ACTIONS TO TAKE:
a. Reproduce the stretch of the post on configuring monit with M4 from "They are advised" through "to the package." word for word.
b. Proceed with the post on configuring monit with M4, writing on from its final line.
-- START OF QUOTED PASSAGE --
[Top][All Lists]
[Date Prev][Date Next][Thread Prev][Thread Next][Date Index][Thread Index]
Example monit configuration using M4
From: |
Vlada Macek |
Subject: |
Example monit configuration using M4 |
Date: |
Wed, 10 Nov 2004 11:31:32 +0100 |
User-agent: |
Mozilla/5.0 (X11; U; Linux i686; en-US; rv:1.7.3) Gecko/20040914 |
On the monit mailing list, some users are quite often asking how to
semi-automatically customize the monit configuration for multiple
servers (e.g. in cluster).
They are advised to use several approaches. For example to use scripting
or high-level languages for picking up the right configuration for the
servers.
Several months ago I decided to try what I call The Right Tool For The
Job, the text processor M4 for this task. It appeared to be a success at
my side, I'm successfully using it. The side effect of this way is that
(thanks to M4 macros), my source configuration is looks brief and
readable, though I monitor many resources.
I'd like to present my results to the community for the case anyone is
interested and would need some kick-start. I also include the external
checking script. I played with all of this for an amount of time, some
useful tips may be found inside.
I hope this will help someone. Please let me know. I'd be delighted if
monit developers decide to put my contribution on the web or to the package.
(The included README contains a bit more info. In case the attachments
will get modified badly, please let me know. I'll publish the files
another way.)
Have a nice day!
-- END OF QUOTED PASSAGE --
-- START OF RECORDS SHOWN --
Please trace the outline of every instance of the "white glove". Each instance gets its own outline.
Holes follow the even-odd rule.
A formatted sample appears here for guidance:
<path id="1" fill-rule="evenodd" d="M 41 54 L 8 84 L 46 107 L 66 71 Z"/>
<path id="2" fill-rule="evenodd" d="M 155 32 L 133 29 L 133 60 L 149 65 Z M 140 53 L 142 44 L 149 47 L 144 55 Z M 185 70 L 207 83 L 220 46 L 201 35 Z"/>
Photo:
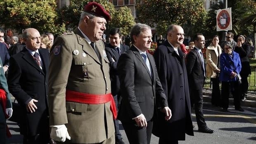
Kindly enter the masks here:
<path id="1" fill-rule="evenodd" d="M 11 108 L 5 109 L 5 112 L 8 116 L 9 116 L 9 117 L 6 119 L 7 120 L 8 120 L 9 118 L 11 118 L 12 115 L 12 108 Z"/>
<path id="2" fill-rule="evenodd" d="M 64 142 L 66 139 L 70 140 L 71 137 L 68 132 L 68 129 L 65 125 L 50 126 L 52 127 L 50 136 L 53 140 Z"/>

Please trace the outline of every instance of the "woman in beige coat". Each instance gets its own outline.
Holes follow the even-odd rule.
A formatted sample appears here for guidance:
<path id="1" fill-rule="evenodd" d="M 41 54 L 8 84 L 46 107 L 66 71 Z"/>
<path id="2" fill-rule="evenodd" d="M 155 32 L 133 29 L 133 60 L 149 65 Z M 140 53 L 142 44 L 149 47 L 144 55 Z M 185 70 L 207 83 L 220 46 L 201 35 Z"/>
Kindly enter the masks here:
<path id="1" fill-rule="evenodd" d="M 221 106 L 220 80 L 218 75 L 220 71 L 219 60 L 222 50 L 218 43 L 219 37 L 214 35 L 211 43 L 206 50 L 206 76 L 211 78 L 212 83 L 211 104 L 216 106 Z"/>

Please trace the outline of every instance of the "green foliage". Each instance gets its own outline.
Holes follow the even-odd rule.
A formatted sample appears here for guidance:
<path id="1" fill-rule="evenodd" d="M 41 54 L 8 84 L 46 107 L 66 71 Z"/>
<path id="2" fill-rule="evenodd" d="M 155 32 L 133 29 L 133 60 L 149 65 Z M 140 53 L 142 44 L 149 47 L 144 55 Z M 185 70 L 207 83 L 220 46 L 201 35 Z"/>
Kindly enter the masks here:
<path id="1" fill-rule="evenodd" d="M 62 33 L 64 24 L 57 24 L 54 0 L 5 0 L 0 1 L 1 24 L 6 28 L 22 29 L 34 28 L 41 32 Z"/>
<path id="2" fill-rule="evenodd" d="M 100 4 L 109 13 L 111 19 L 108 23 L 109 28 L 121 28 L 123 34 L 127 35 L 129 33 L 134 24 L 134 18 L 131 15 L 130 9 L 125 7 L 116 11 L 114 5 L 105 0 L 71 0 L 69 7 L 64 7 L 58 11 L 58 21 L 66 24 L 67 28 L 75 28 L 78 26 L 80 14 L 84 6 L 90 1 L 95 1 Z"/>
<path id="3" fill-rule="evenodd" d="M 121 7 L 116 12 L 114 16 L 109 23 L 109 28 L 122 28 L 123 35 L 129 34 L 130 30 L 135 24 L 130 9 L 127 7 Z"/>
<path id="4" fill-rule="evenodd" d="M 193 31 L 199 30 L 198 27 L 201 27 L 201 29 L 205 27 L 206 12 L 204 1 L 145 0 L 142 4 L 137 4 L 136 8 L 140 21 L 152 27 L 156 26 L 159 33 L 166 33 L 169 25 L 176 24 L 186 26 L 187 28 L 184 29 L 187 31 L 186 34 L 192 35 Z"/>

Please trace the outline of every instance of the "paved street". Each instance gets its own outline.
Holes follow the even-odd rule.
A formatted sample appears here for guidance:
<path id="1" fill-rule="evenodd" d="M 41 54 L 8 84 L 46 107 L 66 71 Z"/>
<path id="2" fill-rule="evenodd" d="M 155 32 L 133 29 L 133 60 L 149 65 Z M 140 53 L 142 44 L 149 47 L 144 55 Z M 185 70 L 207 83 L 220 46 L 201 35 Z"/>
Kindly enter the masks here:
-- END OF RECORDS SHOWN --
EXPECTED OUTPUTS:
a.
They are advised to use several approaches. For example to use scripting
or high-level languages for picking up the right configuration for the
servers.
Several months ago I decided to try what I call The Right Tool For The
Job, the text processor M4 for this task. It appeared to be a success at
my side, I'm successfully using it. The side effect of this way is that
(thanks to M4 macros), my source configuration is looks brief and
readable, though I monitor many resources.
I'd like to present my results to the community for the case anyone is
interested and would need some kick-start. I also include the external
checking script. I played with all of this for an amount of time, some
useful tips may be found inside.
I hope this will help someone. Please let me know. I'd be delighted if
monit developers decide to put my contribution on the web or to the package.

b.
--
\//\/\
(Sometimes credited as 1494 F8DD 6379 4CD7 E7E3 1FC9 D750 4243 1F05 9424.)
Monit configuration example using M4
====================================
Vlada Macek <tuttle a bbs d cvut d cz>
November 10, 2004
On the monit mailing list, some users are quite often asking how to
semi-automatically customize the monit configuration for multiple servers
(e.g. in cluster).
They are advised to use several approaches. For example to use scripting or
high-level languages for picking up the right configuration for the servers.
Several months ago I decided to try what I call The Right Tool For The Job,
the text processor M4 for this task. It appeared to be a success at my side,
I'm successfully using it. The side effect of this way is that (thanks to M4
macros), my source configuration is looks brief and readable, though I
monitor many resources.
I'd like to present my results to the community for the case anyone is
interested and would need some kick-start. This README will not discuss the
details, you'll need to dig in to the files to get the clue.
I also include the external checking script. I played with all of this for
an amount of time, some useful tips may be found inside.
Note: This is all developed on Linux. There are considerable differences in
M4 processor on some other platforms. Don't forget to open your M4 manual
(it's an interesting reading anyway).
Note2: The identifiable information here is fake.
I hope this will help someone. Please let me know.
-- Overview: --------------------------------------------------------------
compile.sh:
This is a M4 compilation shortcut. Also a good moment to backup all
tested files to a specific directory. It came in handy several times for
me to be able to peek at the previous versions and saw what have
changed. SHA1 sums of all files contained in the tarball is also
computed and stored in the list for a later quick reference.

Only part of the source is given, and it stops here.